§ **Text shown**:
· · · ·

Al-Kaffarah is a term in Islamic law meaning the expiation of sin, referred to special sanction to compensate for the offense or sin when the particular for violation (evil-doing) or unintentional murder is committed. Kaffarah is paid violating some action like fasting, oath, ihram and unintentional murder and semi-unintentional murder.

Etymology
The root of Al-Kaffarah is Kafar (Arabic: کَفَرَ), means covering. In Quran, Kaffarah as a kind of worship is the way that Allah ignore sins and covers them.
By Language Kaffarah means "a trait that tends to the expiation or atonement of sin". By Technique, it means a determined penalty that is done expiation for sin.

Types
Kaffarah is a special sanction to compensate for committing a sin, unintentional murder, or other offense. According to the Quran and Hadith, Kaffarah is classified into the following categories:

Unintentional murder and semi-unintentional murder

In Islamic law, a person who committed the unintentional murder must release a slave or a fast of two consecutive months and pay Diya unless murder's family forgive him. kaffara is the expiated treat for crimes while blood money (Diya), as the social function is paid to the relative of the dead, the definition describes the relationship between the offender and dead.

· · · ·

[Spatial annotation records]
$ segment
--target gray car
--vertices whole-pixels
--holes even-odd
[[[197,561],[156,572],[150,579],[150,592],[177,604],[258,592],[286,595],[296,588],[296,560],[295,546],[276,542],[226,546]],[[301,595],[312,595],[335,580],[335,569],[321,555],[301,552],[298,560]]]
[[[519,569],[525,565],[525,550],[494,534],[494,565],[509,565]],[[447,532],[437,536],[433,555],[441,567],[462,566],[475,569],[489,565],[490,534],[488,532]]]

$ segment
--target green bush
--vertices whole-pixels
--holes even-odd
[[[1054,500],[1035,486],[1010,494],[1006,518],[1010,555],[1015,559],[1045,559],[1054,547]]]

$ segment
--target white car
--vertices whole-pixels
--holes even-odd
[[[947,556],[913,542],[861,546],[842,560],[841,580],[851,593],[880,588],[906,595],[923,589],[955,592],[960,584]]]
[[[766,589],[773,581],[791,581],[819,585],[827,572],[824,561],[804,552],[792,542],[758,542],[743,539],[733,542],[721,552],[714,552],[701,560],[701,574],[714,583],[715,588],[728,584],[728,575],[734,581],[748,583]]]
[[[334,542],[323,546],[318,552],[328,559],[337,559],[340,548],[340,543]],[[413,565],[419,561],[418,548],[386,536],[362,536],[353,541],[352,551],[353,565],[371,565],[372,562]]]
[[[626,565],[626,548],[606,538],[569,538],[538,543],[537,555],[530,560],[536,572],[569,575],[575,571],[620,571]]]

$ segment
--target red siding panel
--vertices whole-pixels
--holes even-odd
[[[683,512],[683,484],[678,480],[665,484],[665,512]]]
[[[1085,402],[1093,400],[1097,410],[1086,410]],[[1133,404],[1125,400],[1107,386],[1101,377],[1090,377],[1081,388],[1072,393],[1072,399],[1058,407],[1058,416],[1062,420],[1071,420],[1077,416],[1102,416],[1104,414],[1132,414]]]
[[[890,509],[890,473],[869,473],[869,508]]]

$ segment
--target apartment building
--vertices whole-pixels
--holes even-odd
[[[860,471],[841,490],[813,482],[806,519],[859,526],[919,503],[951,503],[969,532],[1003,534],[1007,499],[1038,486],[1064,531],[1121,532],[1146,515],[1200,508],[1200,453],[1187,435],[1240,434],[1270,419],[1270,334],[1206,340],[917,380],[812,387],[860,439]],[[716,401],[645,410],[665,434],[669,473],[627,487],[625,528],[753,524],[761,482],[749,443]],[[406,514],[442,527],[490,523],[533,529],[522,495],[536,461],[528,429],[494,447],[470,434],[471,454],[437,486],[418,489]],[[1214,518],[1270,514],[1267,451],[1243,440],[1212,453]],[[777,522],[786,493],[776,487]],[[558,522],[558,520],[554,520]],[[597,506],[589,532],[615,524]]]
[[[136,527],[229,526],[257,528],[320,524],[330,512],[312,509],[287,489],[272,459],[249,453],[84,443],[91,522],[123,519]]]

· · · ·

§ **What this exercise asks**:
1 > Answer these questions from the text on Kaffarah:
(a) What does the root Kafar mean?
(b) For how long must a person who committed unintentional murder fast?
(c) To whom is blood money (Diya) paid?
2 > Print the stretch of the text on Kaffarah from "In Islamic law, a" through "offender and dead.".
3 > Write what comes next in the text on Kaffarah, picking up after its last sentence.
The data is material separate from the text on Kaffarah.

§ **Answers by task**:
1 >
(a) Covering.
(b) Two consecutive months.
(c) To the relative of the dead.

2 >
In Islamic law, a person who committed the unintentional murder must release a slave or a fast of two consecutive months and pay Diya unless murder's family forgive him. kaffara is the expiated treat for crimes while blood money (Diya), as the social function is paid to the relative of the dead, the definition describes the relationship between the offender and dead.

3 >
Fasting
Someone breaking a fast, or not following it from its inception, or having sexual intercourse with their spouse during it, without a reason accredited by Sharia is required to pay Kaffarah. The first payment method is to release a slave, and if that is not possible, a person should fast for two successive months, or feed sixty poor people.

Oaths
If someone breaks an oath, paying Kaffarah is necessary. In this case, Kaffarah could include:
Feeding ten poor people
Dress up to them (poor people)
Releasing a slave 
Fasting three days (if the person cannot afford any of the above)

Hajj
Anyone who violates Ihram restrictions in Hajj, (by having sexual intercourse, wearing a sewn dress, killing animals, etc.) must pay Kaffarah.
In this situation, Kaffarah respectively includes:
Three days of fasting
Feeding sixty people
Slaughtering a goat or even carrying out a badnah (carrying seven slaughters)
Sadaqah

Zihar
Zihar was a method of divorce used frequently by pagan Arabs. If someone does Zihar then returns to his wife, he must pay Kaffarah. In this situation, Kaffarah includes:
Fasting for two successive months
Feeding sixty poor people

See also
 Islamic economics
 Islamic socialism
 Islamic taxes
 Jizya
 Khums
 Kharaj
 Qard al-Hassan
 Sadaqah
 Zakat Council (Pakistan)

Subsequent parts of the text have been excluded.